Stated problem
Retype the lines below exactly, starting at the line that contains "Note: we are tagging the man's face" and ending at the last line of the items.
◇ ◇ ◇ ◇
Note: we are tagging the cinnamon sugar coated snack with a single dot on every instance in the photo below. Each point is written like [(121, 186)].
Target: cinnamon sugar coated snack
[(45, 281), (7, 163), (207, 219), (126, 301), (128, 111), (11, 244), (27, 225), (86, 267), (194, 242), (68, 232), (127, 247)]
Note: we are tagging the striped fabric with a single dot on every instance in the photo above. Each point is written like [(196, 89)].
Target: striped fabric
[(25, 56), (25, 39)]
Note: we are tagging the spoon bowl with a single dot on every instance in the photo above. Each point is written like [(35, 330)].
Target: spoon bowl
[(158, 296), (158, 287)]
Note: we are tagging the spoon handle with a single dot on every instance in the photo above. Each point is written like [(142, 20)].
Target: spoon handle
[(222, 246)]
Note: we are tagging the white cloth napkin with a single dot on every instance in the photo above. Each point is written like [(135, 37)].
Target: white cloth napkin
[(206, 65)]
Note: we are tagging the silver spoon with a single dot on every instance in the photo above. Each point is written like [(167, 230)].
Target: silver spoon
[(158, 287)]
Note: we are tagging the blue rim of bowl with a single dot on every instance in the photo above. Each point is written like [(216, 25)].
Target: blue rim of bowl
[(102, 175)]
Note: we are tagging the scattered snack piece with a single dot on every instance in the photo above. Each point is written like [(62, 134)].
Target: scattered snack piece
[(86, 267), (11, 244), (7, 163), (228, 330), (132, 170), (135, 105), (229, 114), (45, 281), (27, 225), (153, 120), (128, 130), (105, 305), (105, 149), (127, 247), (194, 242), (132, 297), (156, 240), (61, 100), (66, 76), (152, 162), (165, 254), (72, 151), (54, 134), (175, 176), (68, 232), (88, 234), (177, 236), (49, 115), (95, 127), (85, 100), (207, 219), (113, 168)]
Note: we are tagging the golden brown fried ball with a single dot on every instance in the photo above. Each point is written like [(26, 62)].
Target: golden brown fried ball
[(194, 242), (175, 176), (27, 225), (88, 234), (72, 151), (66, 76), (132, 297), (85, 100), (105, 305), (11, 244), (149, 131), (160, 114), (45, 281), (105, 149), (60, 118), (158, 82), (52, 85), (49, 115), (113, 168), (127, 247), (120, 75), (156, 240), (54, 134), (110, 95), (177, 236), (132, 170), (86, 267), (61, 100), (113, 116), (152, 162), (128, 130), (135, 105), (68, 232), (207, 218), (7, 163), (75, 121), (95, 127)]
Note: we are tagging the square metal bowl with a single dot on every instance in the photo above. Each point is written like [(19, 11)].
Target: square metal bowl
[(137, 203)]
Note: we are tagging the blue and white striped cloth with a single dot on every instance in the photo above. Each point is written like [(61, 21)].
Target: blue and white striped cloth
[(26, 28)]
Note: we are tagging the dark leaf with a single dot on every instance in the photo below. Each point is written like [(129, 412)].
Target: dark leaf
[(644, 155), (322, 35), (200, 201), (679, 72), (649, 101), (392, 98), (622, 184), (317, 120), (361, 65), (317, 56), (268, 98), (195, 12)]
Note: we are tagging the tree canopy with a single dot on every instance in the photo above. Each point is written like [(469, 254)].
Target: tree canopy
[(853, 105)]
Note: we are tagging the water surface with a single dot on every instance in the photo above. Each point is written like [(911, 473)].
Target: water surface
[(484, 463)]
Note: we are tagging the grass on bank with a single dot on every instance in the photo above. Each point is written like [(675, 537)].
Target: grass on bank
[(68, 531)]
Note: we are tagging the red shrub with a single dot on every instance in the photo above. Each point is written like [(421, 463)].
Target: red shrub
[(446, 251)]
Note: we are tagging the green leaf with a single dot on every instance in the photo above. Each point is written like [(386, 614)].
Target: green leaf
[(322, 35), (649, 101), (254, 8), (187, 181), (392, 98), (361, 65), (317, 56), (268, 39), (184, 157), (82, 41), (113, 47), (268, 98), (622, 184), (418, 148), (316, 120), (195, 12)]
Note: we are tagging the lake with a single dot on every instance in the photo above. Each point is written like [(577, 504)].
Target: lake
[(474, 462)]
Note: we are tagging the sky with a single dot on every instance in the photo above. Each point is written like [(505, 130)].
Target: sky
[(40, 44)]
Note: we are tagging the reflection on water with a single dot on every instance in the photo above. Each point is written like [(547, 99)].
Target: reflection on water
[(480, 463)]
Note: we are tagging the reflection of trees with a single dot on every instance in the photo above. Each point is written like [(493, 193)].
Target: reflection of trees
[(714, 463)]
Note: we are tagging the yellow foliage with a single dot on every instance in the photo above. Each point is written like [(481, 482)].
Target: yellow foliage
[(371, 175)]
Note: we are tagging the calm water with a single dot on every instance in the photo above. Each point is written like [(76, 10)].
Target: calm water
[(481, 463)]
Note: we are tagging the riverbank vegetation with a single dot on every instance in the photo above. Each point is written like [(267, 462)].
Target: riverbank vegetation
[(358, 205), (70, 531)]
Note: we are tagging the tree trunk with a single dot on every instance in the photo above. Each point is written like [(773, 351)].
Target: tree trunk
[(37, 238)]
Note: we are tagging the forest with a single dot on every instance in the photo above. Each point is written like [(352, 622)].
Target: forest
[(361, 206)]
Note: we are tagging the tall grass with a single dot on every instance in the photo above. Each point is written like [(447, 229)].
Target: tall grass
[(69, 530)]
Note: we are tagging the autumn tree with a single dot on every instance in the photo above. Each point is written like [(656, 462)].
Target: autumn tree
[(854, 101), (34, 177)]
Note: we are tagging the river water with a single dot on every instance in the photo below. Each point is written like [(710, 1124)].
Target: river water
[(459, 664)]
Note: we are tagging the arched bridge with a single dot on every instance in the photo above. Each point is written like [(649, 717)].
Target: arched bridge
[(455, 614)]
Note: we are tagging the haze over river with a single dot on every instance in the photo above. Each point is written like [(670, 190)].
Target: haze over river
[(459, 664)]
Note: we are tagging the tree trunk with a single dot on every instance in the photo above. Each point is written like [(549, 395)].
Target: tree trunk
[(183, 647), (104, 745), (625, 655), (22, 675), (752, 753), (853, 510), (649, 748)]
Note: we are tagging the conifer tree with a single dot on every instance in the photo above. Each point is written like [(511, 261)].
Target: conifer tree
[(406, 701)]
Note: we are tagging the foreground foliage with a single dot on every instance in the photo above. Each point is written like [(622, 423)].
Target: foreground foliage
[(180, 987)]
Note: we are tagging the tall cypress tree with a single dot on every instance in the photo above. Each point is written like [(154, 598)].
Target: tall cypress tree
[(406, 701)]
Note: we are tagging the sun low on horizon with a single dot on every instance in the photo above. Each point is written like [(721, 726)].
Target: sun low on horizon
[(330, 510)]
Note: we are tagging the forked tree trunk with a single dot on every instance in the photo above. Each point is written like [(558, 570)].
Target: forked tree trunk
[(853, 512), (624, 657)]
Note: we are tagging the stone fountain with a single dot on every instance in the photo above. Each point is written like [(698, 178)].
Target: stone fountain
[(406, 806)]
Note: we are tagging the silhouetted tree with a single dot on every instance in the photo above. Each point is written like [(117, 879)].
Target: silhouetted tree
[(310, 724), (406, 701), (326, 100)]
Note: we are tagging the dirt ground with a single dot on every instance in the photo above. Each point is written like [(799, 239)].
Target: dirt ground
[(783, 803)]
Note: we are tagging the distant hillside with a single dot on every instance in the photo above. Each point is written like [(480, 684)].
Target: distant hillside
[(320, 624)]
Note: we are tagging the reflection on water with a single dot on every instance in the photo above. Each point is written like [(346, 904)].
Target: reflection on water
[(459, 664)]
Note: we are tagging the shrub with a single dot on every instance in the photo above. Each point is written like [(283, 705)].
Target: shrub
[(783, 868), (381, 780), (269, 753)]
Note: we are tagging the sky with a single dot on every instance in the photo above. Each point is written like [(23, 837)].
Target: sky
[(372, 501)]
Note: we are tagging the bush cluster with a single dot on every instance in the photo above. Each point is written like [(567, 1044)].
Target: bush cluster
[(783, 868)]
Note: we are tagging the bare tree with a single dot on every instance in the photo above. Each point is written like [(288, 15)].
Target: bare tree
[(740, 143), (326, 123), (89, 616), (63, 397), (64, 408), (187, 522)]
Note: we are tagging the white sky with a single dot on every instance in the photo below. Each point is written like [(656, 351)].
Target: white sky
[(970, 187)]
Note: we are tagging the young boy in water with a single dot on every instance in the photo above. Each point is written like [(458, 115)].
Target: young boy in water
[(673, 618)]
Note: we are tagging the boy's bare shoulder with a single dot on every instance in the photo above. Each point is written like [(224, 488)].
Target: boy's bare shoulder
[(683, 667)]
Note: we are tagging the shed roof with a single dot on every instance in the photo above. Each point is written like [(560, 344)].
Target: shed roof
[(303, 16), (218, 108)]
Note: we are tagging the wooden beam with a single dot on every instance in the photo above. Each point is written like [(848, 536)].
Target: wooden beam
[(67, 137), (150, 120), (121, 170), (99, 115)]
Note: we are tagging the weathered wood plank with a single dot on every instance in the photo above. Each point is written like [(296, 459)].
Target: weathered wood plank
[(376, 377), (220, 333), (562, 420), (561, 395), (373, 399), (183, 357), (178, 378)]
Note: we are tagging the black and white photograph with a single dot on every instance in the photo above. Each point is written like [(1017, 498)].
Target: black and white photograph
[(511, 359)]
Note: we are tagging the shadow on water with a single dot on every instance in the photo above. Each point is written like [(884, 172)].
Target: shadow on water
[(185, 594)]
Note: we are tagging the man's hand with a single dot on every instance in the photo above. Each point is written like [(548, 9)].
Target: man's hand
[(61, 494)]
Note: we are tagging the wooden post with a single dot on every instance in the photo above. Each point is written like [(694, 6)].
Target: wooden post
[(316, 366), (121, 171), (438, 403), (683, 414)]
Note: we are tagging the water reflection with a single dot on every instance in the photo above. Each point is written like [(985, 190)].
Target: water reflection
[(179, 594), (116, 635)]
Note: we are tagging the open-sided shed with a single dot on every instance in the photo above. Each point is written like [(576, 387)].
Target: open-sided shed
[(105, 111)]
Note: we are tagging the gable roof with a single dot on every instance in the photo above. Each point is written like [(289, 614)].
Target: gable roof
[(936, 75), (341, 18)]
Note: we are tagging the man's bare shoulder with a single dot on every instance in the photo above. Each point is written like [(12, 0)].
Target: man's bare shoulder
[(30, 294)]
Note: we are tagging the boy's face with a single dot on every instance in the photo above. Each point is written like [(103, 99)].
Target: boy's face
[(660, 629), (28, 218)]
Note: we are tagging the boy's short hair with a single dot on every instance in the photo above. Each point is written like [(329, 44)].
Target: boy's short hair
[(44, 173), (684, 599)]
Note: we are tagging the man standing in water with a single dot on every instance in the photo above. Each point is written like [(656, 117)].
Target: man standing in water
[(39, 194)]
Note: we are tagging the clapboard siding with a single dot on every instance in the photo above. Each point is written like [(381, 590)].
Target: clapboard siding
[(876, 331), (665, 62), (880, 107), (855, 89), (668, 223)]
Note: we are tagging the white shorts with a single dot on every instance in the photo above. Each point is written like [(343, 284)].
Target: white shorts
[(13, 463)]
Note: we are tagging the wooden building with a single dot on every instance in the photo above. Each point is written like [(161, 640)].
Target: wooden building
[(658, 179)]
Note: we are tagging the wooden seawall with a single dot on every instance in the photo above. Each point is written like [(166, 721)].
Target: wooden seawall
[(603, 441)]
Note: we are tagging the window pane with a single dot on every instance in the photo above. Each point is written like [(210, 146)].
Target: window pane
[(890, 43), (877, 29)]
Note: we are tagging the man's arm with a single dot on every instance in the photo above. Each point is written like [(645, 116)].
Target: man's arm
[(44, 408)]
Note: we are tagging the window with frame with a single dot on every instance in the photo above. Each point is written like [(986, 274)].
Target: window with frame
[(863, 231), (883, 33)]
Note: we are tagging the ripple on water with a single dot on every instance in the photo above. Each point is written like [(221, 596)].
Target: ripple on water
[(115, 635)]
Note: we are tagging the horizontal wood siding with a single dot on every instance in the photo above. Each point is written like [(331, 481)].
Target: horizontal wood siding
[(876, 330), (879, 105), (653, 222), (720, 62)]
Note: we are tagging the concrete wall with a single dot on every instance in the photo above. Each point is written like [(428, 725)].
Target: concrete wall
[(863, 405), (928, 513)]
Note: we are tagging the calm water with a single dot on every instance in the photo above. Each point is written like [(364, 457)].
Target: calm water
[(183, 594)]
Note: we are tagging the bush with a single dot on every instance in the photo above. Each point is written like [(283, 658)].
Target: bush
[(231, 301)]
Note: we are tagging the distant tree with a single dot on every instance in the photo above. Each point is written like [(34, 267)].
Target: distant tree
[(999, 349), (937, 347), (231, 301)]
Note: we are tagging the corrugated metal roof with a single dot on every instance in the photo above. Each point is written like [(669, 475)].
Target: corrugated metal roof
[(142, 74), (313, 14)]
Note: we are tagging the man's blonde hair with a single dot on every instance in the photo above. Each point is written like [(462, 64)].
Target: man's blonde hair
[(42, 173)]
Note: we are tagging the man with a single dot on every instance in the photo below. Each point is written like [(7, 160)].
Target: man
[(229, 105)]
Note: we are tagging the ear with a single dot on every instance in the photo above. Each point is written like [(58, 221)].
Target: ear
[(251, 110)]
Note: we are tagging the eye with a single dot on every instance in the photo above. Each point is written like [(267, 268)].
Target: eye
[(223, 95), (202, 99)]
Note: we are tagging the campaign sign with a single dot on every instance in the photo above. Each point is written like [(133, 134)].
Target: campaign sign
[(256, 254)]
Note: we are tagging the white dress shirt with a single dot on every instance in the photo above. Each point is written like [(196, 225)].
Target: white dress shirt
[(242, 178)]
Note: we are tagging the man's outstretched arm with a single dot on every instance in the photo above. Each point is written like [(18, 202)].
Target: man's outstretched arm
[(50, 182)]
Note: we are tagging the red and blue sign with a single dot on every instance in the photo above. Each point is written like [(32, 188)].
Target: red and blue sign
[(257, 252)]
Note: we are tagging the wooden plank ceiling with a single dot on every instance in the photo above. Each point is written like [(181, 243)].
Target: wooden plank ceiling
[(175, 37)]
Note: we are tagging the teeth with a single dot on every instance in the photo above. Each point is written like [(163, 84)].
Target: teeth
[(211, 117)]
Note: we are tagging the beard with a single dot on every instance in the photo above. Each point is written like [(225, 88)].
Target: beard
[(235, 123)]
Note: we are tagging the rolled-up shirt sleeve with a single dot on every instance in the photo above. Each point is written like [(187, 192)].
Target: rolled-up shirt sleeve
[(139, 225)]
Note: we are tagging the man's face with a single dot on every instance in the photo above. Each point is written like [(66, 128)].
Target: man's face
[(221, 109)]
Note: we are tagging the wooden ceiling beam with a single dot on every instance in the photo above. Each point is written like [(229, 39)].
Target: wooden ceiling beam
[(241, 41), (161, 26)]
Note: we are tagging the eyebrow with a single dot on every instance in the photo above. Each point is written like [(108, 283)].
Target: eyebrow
◇ ◇ ◇ ◇
Answer to the exercise
Note: we are tagging the man's face with a single dot on every instance in the photo above. Each point is written like [(66, 128)].
Target: man's face
[(221, 109)]
Note: we are tagging the wooden ceiling beam with a single dot on every instance in the photo above. Each point is written like [(229, 39)].
Target: wooden ceiling beam
[(241, 41), (161, 26)]
Note: we are tagging the eyebrow with a single dot on every instance in the photo above. Each point is written like [(108, 283)].
Target: eyebrow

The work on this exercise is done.